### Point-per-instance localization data
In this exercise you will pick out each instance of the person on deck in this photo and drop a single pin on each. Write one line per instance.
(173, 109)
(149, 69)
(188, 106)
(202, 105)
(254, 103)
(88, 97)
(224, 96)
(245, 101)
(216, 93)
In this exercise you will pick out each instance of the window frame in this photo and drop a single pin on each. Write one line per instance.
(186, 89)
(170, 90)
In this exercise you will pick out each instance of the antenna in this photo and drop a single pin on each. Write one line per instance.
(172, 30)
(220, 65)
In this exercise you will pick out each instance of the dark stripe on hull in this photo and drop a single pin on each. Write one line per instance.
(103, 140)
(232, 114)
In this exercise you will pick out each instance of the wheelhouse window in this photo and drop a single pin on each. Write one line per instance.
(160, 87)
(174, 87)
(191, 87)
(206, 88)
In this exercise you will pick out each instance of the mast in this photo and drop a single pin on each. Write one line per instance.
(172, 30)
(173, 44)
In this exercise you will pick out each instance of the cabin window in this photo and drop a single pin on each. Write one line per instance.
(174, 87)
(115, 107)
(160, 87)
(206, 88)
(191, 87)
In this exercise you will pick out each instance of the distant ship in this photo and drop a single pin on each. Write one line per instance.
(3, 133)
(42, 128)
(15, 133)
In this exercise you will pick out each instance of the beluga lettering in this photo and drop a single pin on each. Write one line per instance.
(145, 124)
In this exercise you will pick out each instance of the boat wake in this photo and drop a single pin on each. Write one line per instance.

### Work order
Every entry should be given again exactly as written.

### Output for this exercise
In this exercise you will pick out each instance of the person on deck in this photo and drop a single pin on each. Write one line per instance.
(173, 109)
(149, 69)
(188, 106)
(202, 105)
(254, 103)
(88, 97)
(224, 96)
(245, 101)
(216, 93)
In this exercise you will pick out each instance of the window frame in this photo and drop a single pin on each. Write one line per instance.
(186, 89)
(170, 90)
In this exercise you will pick out each instance of the antenna in this photo and drop a single pin on each. Write one line per instance.
(172, 30)
(220, 65)
In this exercise you will pick out each instance of the dark stripe on hull in this photo and drop a single pin on each. Write one line per instance.
(103, 140)
(232, 114)
In this exercise you will pick out each instance of the wheelhouse window in this photo and drop a single pin on each. Write one line per instance.
(160, 87)
(174, 87)
(191, 87)
(206, 88)
In this exercise you will pick out each instance of the mast in this photo and drop a single pin on each. Write one line per instance.
(172, 30)
(173, 44)
In this exercise you will pick out each instance of the cabin window in this photo and drop a single pin on each. Write one line per instance.
(174, 87)
(115, 107)
(160, 87)
(206, 88)
(191, 87)
In this exercise you will pick out each instance of the distant ship in this photo and drop a single pin on each. Write one line per instance.
(3, 133)
(42, 128)
(15, 133)
In this exercise you will pick out each instance of the beluga lettering in this photo and drop a single pin on each. Write one line per instance.
(145, 124)
In this exercise you will pick out each instance of the boat wake in this photo and drop a single pin on each. Write one line per instance.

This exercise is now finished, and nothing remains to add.